Would you restate all the data that follows, word for word?

[Records excerpted from a collection]
#####

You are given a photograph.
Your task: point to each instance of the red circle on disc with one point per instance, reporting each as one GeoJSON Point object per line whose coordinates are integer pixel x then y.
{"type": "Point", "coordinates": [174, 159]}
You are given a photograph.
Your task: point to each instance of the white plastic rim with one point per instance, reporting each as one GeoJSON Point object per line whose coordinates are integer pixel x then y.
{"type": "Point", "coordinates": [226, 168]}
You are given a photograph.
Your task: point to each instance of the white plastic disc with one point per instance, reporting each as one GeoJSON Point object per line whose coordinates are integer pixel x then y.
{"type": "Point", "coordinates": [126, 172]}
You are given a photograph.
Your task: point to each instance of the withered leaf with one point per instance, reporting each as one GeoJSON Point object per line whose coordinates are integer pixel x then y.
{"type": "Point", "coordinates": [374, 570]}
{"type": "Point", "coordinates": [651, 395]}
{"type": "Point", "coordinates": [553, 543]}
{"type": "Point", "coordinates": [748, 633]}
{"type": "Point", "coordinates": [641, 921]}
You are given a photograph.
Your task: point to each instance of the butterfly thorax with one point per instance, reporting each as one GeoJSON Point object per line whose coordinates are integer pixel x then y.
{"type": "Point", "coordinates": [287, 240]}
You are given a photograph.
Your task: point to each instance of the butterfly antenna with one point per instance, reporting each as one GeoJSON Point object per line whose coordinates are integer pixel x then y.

#####

> **Solution for this task**:
You are given a photograph.
Your task: point to each instance of the red circle on disc with one point per instance, reporting each as one GeoJSON Point object per line whose coordinates are integer pixel x then y.
{"type": "Point", "coordinates": [174, 159]}
You are given a photograph.
Your task: point to each instance of the white plastic rim with one point per instance, reporting each as one GeoJSON Point object per line whose coordinates are integer pixel x then y.
{"type": "Point", "coordinates": [226, 168]}
You are given a photograph.
Your task: point to each instance of the white plastic disc with one point per instance, reporting each as one GeoJSON Point object per line whose coordinates are integer pixel x then y.
{"type": "Point", "coordinates": [126, 172]}
You are given a photograph.
Your task: point to each instance of the withered leaf with one point per instance, reporting each as one GeoJSON Point object per line whose coordinates are integer pixel x then y.
{"type": "Point", "coordinates": [374, 570]}
{"type": "Point", "coordinates": [651, 395]}
{"type": "Point", "coordinates": [553, 543]}
{"type": "Point", "coordinates": [748, 633]}
{"type": "Point", "coordinates": [641, 921]}
You are given a photograph.
Your task: point to each instance of the butterfly thorax with one point per instance, reporting each as one GeoJSON Point object per line whose coordinates are integer pixel x then y.
{"type": "Point", "coordinates": [287, 240]}
You are given a photograph.
Your task: point to each instance of the butterfly antenna with one point per instance, reporting each as one GeoJSON Point object per line whose coordinates are integer pixel x then y.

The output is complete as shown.